## Job A
Return verbatim the section of the passage on Python graph visualization that opens with the words containing "Data Preparation" and closes with "of written output.".
## Job B
Write the next part of the passage on preparing KBpedia data for Python graph visualization, starting right after its final sentence.
>> Start Text passage
Normally, what one might encounter online regarding graph visualization with Python begins with a simple example, which then goes on to discuss how to stage the input data and then make modifications to the visualization outputs. This approach does not work so well, however, when our use case scales up to the size of KBpedia. Initial toy examples do not provide good insight how the various Python visualization packages may operate at larger scales. So, while we can look at example visualizations and example code showing how to expose options, in the end whether we can get the package to perform requires us to install and test it. Since our review time is limited, and we have to in the end produce working code, we need a pretty efficient process of identifying, screening, and then selecting options.

Our desires for a visualization package thus begin with the ability to handle large graphs, including graph analytic components in addition to visualization, compatibility with our Jupyter Notebook interactive environment, ease-of-learning and -implementation, and hopefully attractive rendering of the final graph. From a graph visualization standpoint, some of our desires include:

  • Attractive outputs
  • Ability to handle a large graph with acceptable rendering speed
  • Color coding of nodes by SuperType
  • Varying node sizes depending on the importance (in-degree) of the node
  • Control over the graphical elements of the display (edge and node styles)
  • Perhaps some interactivity such as panning and zooming and tooltips when hovering over nodes, and
  • A choice of a variety of graph layout options to gauge which best displays the graph.

Preferably, whatever packages work best for these criteria also have robust supporting capabilities within the Python data science ecosystem. To test these criteria, of course, it is first necessary to stage our graph in an input form that can be rendered by the visualization package. This staging of the graph data is thus where we obviously begin.

Data Preparation

Given the visualization criteria above, we know that we want to produce an input file for a directed graph that consists of individual rows for each ‘edge’ (connection between two nodes) consisting of a source node (subclass), a target node to which it points (the parent node), a SuperType for the parent node (and possibly its matching rendering color), and a size for the parent node as measured by its number of direct subclasses. This should give us a tabular graph definition file with rows corresponding to the individual edges (subclasses of each parent) by sometime like these columns:

  RC1(source)     RC2(target)     No Subclasses(weight)     SuperType     ST color  

Different visualization packages may want this information in slightly different order, but that may be readily accomplished by shifting the order of written output.
>> End Text passage
>> Start Data supplied
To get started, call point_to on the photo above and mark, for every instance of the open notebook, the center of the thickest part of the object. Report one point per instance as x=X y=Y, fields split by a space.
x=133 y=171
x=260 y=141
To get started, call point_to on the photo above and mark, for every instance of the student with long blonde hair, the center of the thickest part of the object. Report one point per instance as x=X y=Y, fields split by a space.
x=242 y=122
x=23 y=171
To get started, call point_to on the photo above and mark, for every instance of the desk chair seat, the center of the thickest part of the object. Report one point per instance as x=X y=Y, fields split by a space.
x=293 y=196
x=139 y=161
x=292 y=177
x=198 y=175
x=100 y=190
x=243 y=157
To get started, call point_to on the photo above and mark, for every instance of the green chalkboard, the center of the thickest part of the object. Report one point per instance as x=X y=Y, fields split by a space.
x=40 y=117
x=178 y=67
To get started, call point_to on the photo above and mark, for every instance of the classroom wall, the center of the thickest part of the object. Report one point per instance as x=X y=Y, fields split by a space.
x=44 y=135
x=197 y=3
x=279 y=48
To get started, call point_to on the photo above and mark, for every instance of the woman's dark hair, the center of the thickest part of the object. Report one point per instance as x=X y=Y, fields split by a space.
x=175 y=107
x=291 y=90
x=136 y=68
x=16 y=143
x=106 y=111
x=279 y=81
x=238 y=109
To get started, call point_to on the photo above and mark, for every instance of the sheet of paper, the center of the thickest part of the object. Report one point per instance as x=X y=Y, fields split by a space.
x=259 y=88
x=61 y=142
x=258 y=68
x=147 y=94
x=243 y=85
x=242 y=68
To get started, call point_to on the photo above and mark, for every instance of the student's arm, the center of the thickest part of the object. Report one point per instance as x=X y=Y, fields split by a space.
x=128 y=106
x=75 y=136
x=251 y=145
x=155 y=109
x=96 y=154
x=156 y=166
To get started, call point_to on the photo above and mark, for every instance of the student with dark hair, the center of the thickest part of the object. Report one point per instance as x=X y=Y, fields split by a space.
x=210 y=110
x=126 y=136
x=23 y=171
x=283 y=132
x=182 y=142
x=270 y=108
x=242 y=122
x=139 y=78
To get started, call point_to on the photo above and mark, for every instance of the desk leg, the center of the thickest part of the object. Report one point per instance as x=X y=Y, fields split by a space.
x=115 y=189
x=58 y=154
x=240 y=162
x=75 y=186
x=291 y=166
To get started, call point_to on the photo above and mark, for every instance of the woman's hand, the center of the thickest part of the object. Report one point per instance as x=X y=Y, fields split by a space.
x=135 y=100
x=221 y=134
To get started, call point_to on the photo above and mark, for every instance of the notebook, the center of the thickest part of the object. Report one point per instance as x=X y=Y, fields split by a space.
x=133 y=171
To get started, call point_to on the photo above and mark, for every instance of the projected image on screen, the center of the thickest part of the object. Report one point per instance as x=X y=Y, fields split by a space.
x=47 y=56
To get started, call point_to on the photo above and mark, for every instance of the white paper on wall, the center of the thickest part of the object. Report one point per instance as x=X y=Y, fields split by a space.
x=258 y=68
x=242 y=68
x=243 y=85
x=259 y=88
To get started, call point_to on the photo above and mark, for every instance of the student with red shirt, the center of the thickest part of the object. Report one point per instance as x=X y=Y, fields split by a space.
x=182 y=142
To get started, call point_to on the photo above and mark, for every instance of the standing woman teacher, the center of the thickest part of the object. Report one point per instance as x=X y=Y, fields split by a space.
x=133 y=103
>> End Data supplied
## Response A
Data Preparation

Given the visualization criteria above, we know that we want to produce an input file for a directed graph that consists of individual rows for each ‘edge’ (connection between two nodes) consisting of a source node (subclass), a target node to which it points (the parent node), a SuperType for the parent node (and possibly its matching rendering color), and a size for the parent node as measured by its number of direct subclasses. This should give us a tabular graph definition file with rows corresponding to the individual edges (subclasses of each parent) by sometime like these columns:

  RC1(source)     RC2(target)     No Subclasses(weight)     SuperType     ST color  

Different visualization packages may want this information in slightly different order, but that may be readily accomplished by shifting the order of written output.

## Response B
Another thing I wanted to do was to order the SuperTypes according to the order of the universal categories as shown by kko-demo.n3. This will tend to keep the color ordering more akin to the ordering of the universal categories (see further CWPK #8 for a description of these universal categories).

It is pretty straightforward to generate a listing of hex color values from an existing large-scale bokeh color palette, as we used in the last CWPK installment. First, we count the number of categories in our use case (72 for the STs). Second, we pick one of the large (256) bokeh palettes. We then generate a listing of 72 hex colors from the palette, which we can then relate to the ST categories:

from bokeh.palettes import Plasma256, linear_palette

linear_palette(Plasma256,72)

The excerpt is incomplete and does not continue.